(Records of labeled points)
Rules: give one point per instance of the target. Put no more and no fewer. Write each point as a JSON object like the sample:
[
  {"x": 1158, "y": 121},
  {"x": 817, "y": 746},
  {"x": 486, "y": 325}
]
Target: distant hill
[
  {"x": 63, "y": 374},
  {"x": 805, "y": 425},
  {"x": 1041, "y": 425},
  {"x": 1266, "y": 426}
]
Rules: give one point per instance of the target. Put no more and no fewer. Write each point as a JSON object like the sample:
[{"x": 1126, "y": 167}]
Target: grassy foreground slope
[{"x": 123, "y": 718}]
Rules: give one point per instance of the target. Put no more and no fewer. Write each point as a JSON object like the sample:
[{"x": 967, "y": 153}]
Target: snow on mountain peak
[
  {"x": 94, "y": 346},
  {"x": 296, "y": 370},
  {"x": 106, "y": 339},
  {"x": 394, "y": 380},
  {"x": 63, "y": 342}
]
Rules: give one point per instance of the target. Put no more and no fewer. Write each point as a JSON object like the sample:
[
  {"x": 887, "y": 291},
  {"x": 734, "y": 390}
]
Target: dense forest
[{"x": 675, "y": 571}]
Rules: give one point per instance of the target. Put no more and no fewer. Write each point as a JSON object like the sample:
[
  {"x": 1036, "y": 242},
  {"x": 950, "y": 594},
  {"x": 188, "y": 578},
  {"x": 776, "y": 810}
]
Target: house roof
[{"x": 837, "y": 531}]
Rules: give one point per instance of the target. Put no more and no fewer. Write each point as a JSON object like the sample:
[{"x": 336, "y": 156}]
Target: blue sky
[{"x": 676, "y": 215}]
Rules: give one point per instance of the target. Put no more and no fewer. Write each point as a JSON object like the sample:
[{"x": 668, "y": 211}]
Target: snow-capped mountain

● Written instruction
Write the data back out verbatim.

● Written answer
Rules: give one point per instance of the target. Put no more and no fewer. Write each point as a JSON object like the sample:
[
  {"x": 1158, "y": 121},
  {"x": 817, "y": 746},
  {"x": 486, "y": 325}
]
Target: distant hill
[
  {"x": 63, "y": 374},
  {"x": 805, "y": 425},
  {"x": 1041, "y": 425},
  {"x": 1266, "y": 426}
]
Rules: give one point per instance of the target. Put no more and no fewer. Write each point as a JSON object like the sample:
[{"x": 1126, "y": 167}]
Target: grassy foreground slope
[{"x": 123, "y": 718}]
Rules: give one point per instance of the target. Put no more and no fewer. Write each point as a JSON object like the sample:
[{"x": 967, "y": 153}]
Target: snow on mountain peak
[
  {"x": 94, "y": 346},
  {"x": 296, "y": 370},
  {"x": 106, "y": 339},
  {"x": 394, "y": 380},
  {"x": 63, "y": 342}
]
Rules: give one point per instance of the target. Put no more and no fewer. Write each point as a JSON object like the sample:
[
  {"x": 887, "y": 291},
  {"x": 734, "y": 390}
]
Target: dense forest
[{"x": 675, "y": 571}]
Rules: give one point per instance of the target. Put no more and no fewer. Write each point as a JSON object like the sample:
[
  {"x": 1036, "y": 242},
  {"x": 950, "y": 594},
  {"x": 188, "y": 578},
  {"x": 776, "y": 810}
]
Target: house roof
[{"x": 837, "y": 531}]
Rules: give one point per instance of the target. Put no more and no fewer. Write each point as a JSON object like the sample:
[{"x": 336, "y": 156}]
Target: blue sky
[{"x": 676, "y": 215}]
Rules: give one point per instance of the target. Put no more and no fewer. Write each point as a JSON object like the sample:
[{"x": 668, "y": 211}]
Target: snow-capped mountain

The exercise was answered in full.